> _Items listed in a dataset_
==========

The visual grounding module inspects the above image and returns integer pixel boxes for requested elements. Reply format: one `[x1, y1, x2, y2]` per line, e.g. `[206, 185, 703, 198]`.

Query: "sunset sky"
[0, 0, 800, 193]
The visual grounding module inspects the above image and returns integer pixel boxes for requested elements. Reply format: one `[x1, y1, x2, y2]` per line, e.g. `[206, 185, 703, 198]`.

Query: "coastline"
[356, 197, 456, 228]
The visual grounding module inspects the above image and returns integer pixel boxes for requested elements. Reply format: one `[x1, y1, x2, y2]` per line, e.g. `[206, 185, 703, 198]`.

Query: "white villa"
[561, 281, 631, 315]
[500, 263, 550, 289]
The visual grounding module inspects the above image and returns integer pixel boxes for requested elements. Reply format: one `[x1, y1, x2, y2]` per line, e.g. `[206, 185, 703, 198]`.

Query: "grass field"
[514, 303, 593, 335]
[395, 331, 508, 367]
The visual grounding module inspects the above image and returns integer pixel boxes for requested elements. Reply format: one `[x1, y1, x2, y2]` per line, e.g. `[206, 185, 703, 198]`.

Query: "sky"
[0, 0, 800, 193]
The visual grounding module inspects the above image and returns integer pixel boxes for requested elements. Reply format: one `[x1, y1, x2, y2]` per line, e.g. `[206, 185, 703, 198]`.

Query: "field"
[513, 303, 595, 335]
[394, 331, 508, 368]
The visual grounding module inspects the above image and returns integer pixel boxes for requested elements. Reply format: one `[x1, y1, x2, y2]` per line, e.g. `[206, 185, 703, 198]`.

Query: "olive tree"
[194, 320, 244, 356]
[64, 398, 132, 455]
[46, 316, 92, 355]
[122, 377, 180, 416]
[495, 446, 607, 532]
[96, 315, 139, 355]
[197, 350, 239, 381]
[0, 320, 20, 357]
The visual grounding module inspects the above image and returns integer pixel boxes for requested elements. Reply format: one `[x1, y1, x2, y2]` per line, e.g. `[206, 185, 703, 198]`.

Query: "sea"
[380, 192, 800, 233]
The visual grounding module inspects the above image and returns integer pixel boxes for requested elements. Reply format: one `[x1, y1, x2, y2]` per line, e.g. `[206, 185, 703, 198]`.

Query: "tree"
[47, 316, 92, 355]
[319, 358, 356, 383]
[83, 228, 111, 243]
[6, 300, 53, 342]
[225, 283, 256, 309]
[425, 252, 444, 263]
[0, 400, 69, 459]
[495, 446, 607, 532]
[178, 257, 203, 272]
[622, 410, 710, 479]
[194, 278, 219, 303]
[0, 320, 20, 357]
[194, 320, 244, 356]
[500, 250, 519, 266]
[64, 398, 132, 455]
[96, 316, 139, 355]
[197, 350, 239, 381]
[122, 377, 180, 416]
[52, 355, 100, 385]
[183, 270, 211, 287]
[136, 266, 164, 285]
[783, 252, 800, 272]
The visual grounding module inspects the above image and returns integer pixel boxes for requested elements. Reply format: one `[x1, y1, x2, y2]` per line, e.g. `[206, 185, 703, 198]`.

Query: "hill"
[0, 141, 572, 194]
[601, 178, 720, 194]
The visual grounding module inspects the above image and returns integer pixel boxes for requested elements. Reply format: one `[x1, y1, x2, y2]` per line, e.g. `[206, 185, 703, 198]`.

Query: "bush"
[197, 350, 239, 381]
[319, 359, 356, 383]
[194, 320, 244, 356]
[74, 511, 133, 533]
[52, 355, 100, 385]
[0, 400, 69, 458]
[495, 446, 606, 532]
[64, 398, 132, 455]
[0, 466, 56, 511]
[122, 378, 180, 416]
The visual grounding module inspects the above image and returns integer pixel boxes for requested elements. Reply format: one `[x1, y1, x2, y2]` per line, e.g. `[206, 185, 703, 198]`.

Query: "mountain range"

==========

> _Aim_
Return the lines above exactly, keeping every word.

> _The result_
The visual grounding module inspects the above image and returns integer pixel boxes for requested elements. Reply format: one `[x1, y1, x2, y2]` per line, e.g. `[206, 185, 703, 198]`.

Query: "sunset sky"
[0, 0, 800, 193]
The visual grounding module inspects the above image and returns integer pixel boxes for requested elements. Reply format: one `[x1, y1, x2, y2]` per line, e.g. `[206, 185, 703, 198]`.

Query: "coastline"
[356, 197, 456, 228]
The visual grounding module inspects the above image and returns integer pixel boxes for requested elements. Reply format: one `[x1, y1, x2, y2]` per line, e.g. `[206, 185, 703, 198]`.

Query: "white villa"
[561, 281, 631, 315]
[500, 263, 550, 289]
The visual grounding module inspects the above image and returns integer pixel boxes for requested elements. Reply format: one `[x1, y1, x2, y2]` per line, e.g. `[206, 185, 703, 198]`.

Query: "grass field"
[514, 303, 593, 335]
[395, 331, 508, 367]
The visual grounding module inspects the above image and returns integer pixel boxes for requested elements. Reply format: one `[x1, y1, x2, y2]` per line, e.g. `[206, 185, 703, 198]`.

Query: "sky"
[0, 0, 800, 193]
The visual grounding module inspects the above image and returns integer pixel boxes for requested elements. Reply format: one `[x1, y1, x2, y2]` per line, e.g. `[206, 185, 703, 198]`.

Query: "field"
[513, 303, 595, 335]
[394, 331, 508, 368]
The visual grounding module inspects the above image and returns integer pixel boxes for requested elements. Reply format: one `[x1, y1, x2, y2]` per line, e.g. `[206, 185, 703, 198]`.

Query: "olive tree"
[194, 320, 244, 356]
[64, 398, 132, 455]
[46, 316, 92, 355]
[122, 377, 180, 416]
[495, 446, 607, 532]
[96, 315, 139, 355]
[197, 350, 239, 381]
[0, 320, 20, 357]
The visual grounding module inspects the above image and returns integer pixel boxes for requested elements. Reply format: one `[x1, y1, x2, y2]` per line, e.g. `[206, 185, 703, 198]`.

Query: "sea"
[380, 192, 800, 233]
The visual grounding module inspects the above image and returns integer pixel boxes for requested elements. Reply format: one `[x1, y1, x2, y2]` per line, e.g. `[206, 185, 703, 198]`.

Query: "tree"
[47, 316, 92, 355]
[319, 358, 356, 383]
[83, 228, 111, 243]
[6, 300, 53, 342]
[225, 283, 256, 309]
[425, 252, 444, 263]
[0, 400, 69, 459]
[495, 446, 607, 532]
[178, 257, 203, 272]
[622, 410, 710, 479]
[194, 278, 219, 303]
[0, 320, 20, 357]
[194, 320, 244, 356]
[500, 250, 519, 266]
[64, 398, 132, 455]
[96, 316, 139, 355]
[197, 350, 239, 381]
[122, 377, 180, 416]
[52, 355, 100, 385]
[183, 270, 211, 287]
[136, 266, 164, 285]
[783, 252, 800, 272]
The visual grounding module inspects the above image and returns integer pixel boxes for requested elements. Reply format: one `[x1, y1, x2, y2]` per line, e.g. `[206, 185, 703, 198]`.

Query: "hill"
[0, 141, 572, 194]
[601, 178, 720, 194]
The visual grounding module inspects the above image and returns integer pixel boxes for requested elements. Reply format: one `[x1, y1, x2, y2]` per line, e.g. `[206, 185, 703, 198]`.

Query: "bush"
[197, 350, 239, 381]
[319, 359, 356, 383]
[194, 320, 244, 356]
[74, 511, 133, 533]
[52, 355, 100, 385]
[0, 400, 69, 458]
[495, 446, 606, 532]
[64, 398, 132, 455]
[0, 466, 56, 511]
[122, 378, 180, 416]
The visual grounding module inspects the above image and returns integer pixel boxes for requested elements. Reply format: one `[x1, y1, x2, y2]` per line, e.g. `[206, 185, 703, 198]`.

Query: "mountain range"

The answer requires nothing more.